***** STORED ROWS

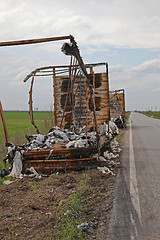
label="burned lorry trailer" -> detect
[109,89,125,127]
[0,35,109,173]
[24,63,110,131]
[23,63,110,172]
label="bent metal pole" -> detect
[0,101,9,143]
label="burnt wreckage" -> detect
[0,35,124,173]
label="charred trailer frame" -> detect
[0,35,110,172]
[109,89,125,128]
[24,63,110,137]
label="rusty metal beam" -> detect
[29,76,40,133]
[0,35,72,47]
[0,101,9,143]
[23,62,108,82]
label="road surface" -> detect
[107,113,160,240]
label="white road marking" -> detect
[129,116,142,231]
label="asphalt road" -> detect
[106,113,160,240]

**********
***** STORED ROWS

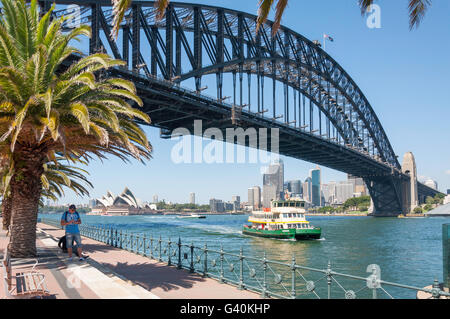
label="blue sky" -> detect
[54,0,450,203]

**********
***** STORED ROWS

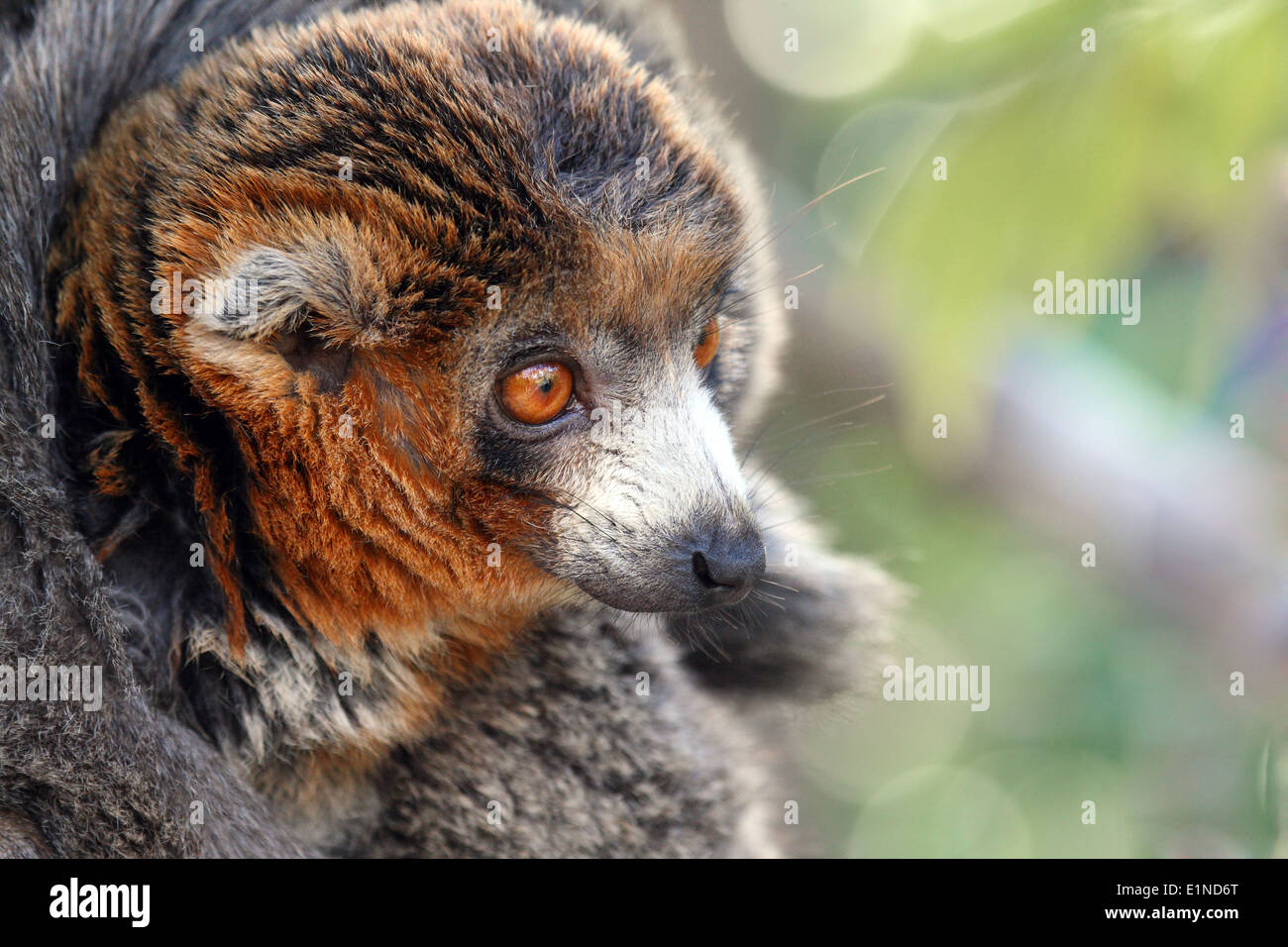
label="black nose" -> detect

**********

• _TASK STATEMENT_: Report each line of the entries above that contains the string "detect".

• _FINISHED TASK_:
label="burned lorry trailer" -> detect
label="bent metal pole" -> detect
label="burnt wreckage" -> detect
label="charred trailer frame" -> detect
label="rusty metal beam" -> detect
label="road surface" -> detect
label="white road marking" -> detect
label="asphalt road" -> detect
label="blue sky" -> detect
label="black nose" -> detect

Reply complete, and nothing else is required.